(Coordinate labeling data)
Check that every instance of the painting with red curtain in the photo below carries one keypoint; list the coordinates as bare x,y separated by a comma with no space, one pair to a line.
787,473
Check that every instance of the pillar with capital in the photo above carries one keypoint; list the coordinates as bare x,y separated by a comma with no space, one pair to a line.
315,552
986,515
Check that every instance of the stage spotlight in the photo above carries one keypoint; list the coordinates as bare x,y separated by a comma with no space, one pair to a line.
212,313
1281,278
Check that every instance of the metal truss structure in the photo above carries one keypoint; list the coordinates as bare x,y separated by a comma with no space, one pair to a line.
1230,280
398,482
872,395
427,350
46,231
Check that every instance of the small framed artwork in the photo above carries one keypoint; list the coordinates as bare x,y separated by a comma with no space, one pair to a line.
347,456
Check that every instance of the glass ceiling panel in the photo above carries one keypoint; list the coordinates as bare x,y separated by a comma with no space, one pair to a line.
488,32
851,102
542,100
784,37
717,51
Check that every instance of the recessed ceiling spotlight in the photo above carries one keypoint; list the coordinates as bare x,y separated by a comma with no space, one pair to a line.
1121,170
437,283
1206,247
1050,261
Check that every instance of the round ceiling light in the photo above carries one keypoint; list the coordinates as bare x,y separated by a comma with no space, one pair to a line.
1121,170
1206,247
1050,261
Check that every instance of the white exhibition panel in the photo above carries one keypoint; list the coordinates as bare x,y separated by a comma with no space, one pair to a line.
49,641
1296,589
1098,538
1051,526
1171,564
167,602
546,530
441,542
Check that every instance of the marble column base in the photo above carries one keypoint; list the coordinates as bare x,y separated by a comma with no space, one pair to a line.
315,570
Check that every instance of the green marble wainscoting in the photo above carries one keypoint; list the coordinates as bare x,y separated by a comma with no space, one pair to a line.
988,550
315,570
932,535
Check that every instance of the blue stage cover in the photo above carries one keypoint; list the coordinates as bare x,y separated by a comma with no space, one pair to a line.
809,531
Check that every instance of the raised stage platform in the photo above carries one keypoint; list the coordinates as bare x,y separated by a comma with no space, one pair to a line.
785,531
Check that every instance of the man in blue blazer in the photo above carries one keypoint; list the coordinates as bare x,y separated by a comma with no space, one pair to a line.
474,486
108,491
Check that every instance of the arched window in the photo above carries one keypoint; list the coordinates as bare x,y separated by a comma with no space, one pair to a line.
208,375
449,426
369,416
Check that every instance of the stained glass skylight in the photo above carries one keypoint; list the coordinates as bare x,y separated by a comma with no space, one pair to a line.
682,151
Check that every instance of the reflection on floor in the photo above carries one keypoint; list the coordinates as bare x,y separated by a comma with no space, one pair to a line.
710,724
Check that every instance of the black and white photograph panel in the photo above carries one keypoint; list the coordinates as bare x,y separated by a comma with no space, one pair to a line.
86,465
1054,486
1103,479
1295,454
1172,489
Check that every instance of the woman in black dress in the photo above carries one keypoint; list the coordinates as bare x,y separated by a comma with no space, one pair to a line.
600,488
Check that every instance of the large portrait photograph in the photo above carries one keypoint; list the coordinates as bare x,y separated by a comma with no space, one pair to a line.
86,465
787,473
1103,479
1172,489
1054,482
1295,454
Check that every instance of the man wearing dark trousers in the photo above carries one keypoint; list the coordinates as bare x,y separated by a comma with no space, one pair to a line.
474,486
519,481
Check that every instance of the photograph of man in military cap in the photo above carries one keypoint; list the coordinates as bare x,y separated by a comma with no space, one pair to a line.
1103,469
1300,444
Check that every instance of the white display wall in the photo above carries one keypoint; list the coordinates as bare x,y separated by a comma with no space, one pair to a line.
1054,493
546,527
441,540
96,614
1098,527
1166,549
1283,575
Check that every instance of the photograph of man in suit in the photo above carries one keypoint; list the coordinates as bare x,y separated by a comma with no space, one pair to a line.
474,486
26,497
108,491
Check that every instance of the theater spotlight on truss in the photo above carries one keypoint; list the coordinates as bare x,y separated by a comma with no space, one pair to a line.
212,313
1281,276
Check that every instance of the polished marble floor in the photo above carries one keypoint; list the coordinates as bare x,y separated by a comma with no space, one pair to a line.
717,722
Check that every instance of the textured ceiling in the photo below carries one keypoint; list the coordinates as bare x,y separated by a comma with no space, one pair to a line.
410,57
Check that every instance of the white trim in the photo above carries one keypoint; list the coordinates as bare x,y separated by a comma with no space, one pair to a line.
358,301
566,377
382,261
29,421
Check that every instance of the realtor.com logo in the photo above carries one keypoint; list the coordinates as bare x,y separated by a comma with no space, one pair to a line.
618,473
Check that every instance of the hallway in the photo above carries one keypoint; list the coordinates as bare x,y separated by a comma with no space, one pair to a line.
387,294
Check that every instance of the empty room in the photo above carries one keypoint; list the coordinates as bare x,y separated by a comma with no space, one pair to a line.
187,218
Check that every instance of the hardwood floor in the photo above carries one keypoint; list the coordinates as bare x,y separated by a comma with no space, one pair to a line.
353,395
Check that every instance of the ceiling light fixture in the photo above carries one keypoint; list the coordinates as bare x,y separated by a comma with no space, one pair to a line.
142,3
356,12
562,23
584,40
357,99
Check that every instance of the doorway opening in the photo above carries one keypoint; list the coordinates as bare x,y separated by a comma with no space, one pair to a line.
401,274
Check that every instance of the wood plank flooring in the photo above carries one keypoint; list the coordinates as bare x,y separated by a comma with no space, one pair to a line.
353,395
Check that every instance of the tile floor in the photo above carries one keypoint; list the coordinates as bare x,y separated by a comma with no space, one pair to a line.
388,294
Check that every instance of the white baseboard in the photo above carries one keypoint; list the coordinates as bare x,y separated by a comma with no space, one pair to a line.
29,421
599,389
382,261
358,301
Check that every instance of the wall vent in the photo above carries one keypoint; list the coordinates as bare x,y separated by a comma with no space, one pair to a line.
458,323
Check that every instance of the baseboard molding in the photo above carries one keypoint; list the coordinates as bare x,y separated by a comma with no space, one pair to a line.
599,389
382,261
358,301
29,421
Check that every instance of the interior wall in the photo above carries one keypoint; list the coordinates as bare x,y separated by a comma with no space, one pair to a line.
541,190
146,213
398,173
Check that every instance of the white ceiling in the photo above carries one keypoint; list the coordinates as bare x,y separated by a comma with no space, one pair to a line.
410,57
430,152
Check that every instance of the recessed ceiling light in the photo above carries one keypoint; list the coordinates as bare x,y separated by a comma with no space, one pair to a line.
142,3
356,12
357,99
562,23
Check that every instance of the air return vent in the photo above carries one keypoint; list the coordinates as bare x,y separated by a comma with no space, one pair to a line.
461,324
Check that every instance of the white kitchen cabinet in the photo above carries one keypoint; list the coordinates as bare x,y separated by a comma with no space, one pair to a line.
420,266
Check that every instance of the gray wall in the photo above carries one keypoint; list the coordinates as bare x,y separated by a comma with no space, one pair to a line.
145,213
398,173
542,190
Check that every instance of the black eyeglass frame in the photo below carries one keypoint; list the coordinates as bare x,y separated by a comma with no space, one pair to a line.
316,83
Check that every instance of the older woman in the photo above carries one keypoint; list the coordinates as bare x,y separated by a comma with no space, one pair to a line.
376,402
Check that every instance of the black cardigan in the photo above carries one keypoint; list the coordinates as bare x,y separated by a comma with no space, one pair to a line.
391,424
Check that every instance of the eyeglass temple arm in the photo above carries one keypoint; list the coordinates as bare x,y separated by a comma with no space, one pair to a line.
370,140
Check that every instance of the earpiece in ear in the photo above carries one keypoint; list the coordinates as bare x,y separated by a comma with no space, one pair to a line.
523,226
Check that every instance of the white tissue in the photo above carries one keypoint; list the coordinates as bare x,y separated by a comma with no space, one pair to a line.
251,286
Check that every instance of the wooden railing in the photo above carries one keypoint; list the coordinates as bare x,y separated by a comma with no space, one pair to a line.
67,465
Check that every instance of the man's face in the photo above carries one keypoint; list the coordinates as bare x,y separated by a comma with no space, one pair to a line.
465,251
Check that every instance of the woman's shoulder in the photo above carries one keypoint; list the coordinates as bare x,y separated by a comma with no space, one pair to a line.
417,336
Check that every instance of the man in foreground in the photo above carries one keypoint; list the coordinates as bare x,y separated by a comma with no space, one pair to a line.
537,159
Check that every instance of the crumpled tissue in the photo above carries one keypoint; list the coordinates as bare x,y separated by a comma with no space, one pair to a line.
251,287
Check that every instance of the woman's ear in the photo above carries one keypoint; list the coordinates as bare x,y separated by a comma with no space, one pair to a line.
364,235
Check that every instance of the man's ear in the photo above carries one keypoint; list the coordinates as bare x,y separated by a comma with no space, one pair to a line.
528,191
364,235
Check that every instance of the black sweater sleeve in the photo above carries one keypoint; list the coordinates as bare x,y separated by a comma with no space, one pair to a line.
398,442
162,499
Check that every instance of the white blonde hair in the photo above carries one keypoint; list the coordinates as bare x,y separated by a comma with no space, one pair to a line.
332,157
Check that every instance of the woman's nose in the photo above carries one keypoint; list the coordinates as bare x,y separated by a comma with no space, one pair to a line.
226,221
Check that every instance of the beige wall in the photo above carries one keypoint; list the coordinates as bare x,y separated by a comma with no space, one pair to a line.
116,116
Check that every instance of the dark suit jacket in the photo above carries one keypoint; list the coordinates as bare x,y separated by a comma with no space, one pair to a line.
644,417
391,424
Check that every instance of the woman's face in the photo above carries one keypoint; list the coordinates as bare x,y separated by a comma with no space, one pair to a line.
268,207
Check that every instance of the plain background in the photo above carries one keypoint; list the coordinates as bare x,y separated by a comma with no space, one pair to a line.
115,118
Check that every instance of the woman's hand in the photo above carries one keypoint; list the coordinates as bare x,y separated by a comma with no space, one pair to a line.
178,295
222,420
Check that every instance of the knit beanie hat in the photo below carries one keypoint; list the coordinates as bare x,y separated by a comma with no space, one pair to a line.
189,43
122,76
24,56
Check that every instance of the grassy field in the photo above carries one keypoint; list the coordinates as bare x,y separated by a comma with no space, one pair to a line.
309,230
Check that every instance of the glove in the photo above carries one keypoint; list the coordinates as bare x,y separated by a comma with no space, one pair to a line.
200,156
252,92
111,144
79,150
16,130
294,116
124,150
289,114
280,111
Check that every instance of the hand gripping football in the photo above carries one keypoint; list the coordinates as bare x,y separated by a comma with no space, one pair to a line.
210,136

• Given task:
Starting at the line that contains "Check that every instance of the glove" and continuing through the last of the lines, change "glove" to "mitten". Reproduce those lines with nothing else changed.

• Complete response:
Check that every instance of the mitten in the photo above carries one keypoint; list the coordinates as bare x,y separated by a comma with no space, one pair to a line.
200,156
252,92
111,144
79,150
16,130
294,116
124,150
289,114
280,111
Check that every instance of the hand gripping football in the photo above carries one keypoint; list the coordinates as bare x,y separated by a comma with no space, one pair to a line.
210,136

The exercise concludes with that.